(Beginning of INPUT RECORDS)

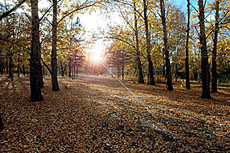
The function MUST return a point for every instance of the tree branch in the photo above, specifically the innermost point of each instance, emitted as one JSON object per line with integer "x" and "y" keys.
{"x": 11, "y": 10}
{"x": 81, "y": 8}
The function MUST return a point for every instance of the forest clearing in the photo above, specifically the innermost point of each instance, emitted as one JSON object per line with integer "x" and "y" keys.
{"x": 115, "y": 76}
{"x": 96, "y": 114}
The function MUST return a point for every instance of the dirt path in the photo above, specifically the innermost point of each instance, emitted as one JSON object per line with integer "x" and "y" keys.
{"x": 97, "y": 114}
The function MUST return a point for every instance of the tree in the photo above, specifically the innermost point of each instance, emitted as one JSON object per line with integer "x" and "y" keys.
{"x": 7, "y": 13}
{"x": 166, "y": 49}
{"x": 55, "y": 86}
{"x": 187, "y": 47}
{"x": 151, "y": 80}
{"x": 35, "y": 67}
{"x": 139, "y": 65}
{"x": 204, "y": 53}
{"x": 216, "y": 31}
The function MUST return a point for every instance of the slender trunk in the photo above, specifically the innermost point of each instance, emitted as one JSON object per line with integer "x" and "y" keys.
{"x": 11, "y": 75}
{"x": 7, "y": 66}
{"x": 62, "y": 69}
{"x": 34, "y": 56}
{"x": 41, "y": 72}
{"x": 165, "y": 38}
{"x": 204, "y": 53}
{"x": 214, "y": 67}
{"x": 18, "y": 68}
{"x": 123, "y": 70}
{"x": 151, "y": 80}
{"x": 55, "y": 86}
{"x": 69, "y": 67}
{"x": 187, "y": 48}
{"x": 1, "y": 123}
{"x": 23, "y": 70}
{"x": 139, "y": 64}
{"x": 76, "y": 70}
{"x": 1, "y": 65}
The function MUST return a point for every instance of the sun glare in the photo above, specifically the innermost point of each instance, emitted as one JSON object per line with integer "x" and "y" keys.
{"x": 97, "y": 53}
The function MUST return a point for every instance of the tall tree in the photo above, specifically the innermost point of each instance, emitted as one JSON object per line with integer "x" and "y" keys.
{"x": 55, "y": 86}
{"x": 166, "y": 48}
{"x": 1, "y": 123}
{"x": 139, "y": 65}
{"x": 216, "y": 31}
{"x": 187, "y": 47}
{"x": 7, "y": 13}
{"x": 151, "y": 80}
{"x": 204, "y": 53}
{"x": 34, "y": 55}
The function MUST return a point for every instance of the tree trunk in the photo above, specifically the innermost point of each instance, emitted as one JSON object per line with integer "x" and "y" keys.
{"x": 1, "y": 123}
{"x": 204, "y": 53}
{"x": 62, "y": 69}
{"x": 34, "y": 56}
{"x": 151, "y": 80}
{"x": 7, "y": 66}
{"x": 1, "y": 65}
{"x": 165, "y": 38}
{"x": 70, "y": 67}
{"x": 18, "y": 67}
{"x": 139, "y": 65}
{"x": 55, "y": 86}
{"x": 11, "y": 75}
{"x": 187, "y": 47}
{"x": 214, "y": 67}
{"x": 23, "y": 70}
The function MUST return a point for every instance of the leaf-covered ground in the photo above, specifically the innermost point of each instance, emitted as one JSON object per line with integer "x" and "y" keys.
{"x": 97, "y": 114}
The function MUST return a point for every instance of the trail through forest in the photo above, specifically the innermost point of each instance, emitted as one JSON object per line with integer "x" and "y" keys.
{"x": 97, "y": 114}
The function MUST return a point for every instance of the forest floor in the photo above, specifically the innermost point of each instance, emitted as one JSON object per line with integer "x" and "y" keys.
{"x": 97, "y": 114}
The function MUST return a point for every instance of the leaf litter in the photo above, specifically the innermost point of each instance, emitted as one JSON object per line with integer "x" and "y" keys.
{"x": 97, "y": 114}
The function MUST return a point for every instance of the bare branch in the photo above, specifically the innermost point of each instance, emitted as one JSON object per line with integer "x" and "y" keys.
{"x": 11, "y": 10}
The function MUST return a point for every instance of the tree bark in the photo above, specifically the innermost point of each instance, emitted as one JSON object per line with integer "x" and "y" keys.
{"x": 18, "y": 67}
{"x": 11, "y": 75}
{"x": 23, "y": 70}
{"x": 187, "y": 47}
{"x": 70, "y": 67}
{"x": 139, "y": 64}
{"x": 1, "y": 123}
{"x": 216, "y": 31}
{"x": 165, "y": 38}
{"x": 62, "y": 69}
{"x": 34, "y": 55}
{"x": 151, "y": 80}
{"x": 55, "y": 86}
{"x": 204, "y": 53}
{"x": 1, "y": 65}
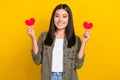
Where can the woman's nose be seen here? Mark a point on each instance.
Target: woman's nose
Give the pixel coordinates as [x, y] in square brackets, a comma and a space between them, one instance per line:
[60, 19]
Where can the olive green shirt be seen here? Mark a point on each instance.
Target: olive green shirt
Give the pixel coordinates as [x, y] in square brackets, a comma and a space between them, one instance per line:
[71, 62]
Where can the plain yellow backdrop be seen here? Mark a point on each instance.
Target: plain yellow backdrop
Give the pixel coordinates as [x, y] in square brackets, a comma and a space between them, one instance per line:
[102, 61]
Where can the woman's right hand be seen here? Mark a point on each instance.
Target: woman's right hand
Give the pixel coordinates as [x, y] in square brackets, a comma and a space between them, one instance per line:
[31, 32]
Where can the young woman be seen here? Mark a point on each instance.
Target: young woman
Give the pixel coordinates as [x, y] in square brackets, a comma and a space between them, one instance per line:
[59, 50]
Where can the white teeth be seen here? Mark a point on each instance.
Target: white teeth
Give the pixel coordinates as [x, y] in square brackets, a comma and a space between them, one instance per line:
[60, 24]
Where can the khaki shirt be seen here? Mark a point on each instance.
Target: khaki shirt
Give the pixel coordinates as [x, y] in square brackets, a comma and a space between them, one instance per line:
[71, 62]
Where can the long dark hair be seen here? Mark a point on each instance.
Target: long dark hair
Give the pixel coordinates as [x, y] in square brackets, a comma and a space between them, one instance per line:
[69, 31]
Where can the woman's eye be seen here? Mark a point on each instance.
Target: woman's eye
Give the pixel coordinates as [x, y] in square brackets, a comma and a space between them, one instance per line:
[64, 16]
[56, 16]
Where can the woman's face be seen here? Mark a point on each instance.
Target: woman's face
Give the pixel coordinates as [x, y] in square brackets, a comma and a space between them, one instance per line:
[61, 19]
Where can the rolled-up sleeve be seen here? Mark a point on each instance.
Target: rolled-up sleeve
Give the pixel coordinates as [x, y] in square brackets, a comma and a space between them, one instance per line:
[78, 61]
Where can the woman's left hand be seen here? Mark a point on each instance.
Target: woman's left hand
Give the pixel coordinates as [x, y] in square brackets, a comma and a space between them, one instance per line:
[86, 36]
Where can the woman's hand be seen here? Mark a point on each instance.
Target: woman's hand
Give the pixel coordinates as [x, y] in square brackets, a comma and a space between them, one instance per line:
[86, 36]
[31, 32]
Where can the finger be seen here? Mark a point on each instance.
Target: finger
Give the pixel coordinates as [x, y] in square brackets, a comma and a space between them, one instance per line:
[87, 30]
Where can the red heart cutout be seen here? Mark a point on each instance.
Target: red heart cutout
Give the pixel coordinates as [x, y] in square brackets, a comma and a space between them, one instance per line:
[30, 22]
[87, 25]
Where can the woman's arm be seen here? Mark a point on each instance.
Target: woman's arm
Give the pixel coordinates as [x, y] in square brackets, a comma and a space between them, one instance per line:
[85, 38]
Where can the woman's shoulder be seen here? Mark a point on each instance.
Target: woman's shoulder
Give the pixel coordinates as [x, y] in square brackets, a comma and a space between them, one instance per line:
[44, 33]
[77, 38]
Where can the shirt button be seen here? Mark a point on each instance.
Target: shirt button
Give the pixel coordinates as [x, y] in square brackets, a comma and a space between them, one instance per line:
[64, 72]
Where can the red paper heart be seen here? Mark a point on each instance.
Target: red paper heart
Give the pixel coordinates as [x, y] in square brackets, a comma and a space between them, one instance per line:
[30, 22]
[87, 25]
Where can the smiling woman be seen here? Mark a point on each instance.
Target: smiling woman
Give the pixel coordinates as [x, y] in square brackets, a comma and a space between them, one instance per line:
[60, 50]
[61, 19]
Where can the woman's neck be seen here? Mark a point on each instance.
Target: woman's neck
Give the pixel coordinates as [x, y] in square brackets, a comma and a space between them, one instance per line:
[59, 34]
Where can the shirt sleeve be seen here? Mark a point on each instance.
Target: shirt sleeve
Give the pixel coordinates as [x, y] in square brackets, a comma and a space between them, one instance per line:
[37, 58]
[78, 61]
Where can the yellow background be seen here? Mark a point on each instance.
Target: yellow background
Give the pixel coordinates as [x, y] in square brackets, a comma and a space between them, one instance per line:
[102, 61]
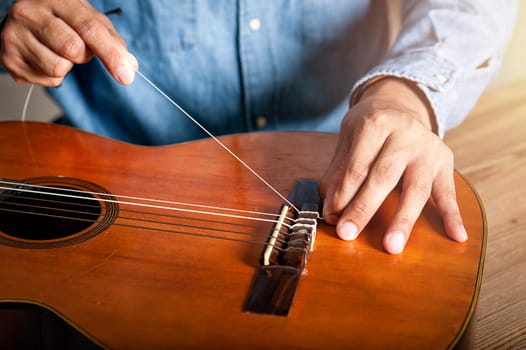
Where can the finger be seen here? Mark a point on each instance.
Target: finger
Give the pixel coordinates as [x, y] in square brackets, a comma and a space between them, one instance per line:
[445, 198]
[416, 189]
[63, 40]
[26, 66]
[100, 37]
[356, 157]
[383, 177]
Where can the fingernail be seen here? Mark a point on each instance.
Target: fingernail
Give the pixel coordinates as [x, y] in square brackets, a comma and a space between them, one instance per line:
[348, 231]
[462, 234]
[133, 62]
[395, 242]
[125, 74]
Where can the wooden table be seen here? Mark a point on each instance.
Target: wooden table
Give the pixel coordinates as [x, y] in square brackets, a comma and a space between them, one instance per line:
[490, 150]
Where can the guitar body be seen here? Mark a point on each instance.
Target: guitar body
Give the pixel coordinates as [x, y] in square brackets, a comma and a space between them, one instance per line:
[133, 282]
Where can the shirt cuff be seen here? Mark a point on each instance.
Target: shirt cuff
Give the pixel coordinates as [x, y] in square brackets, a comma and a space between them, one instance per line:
[434, 77]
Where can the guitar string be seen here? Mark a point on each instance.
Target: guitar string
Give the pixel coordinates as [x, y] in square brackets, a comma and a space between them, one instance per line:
[15, 185]
[24, 114]
[121, 209]
[141, 220]
[265, 182]
[121, 202]
[158, 229]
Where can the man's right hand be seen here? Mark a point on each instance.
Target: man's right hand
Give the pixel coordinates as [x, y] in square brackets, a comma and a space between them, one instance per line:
[42, 39]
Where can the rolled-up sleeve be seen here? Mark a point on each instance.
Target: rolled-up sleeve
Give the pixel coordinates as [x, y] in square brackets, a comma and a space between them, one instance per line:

(End of INPUT RECORDS)

▶ _WHAT THE TASK ASKS_: Search the material above for the string "white", and copy every line in which it turns up.

▶ _WORKED SOLUTION_:
Where can the white teeth be seen here? Mark a point on each instance.
Target: white teeth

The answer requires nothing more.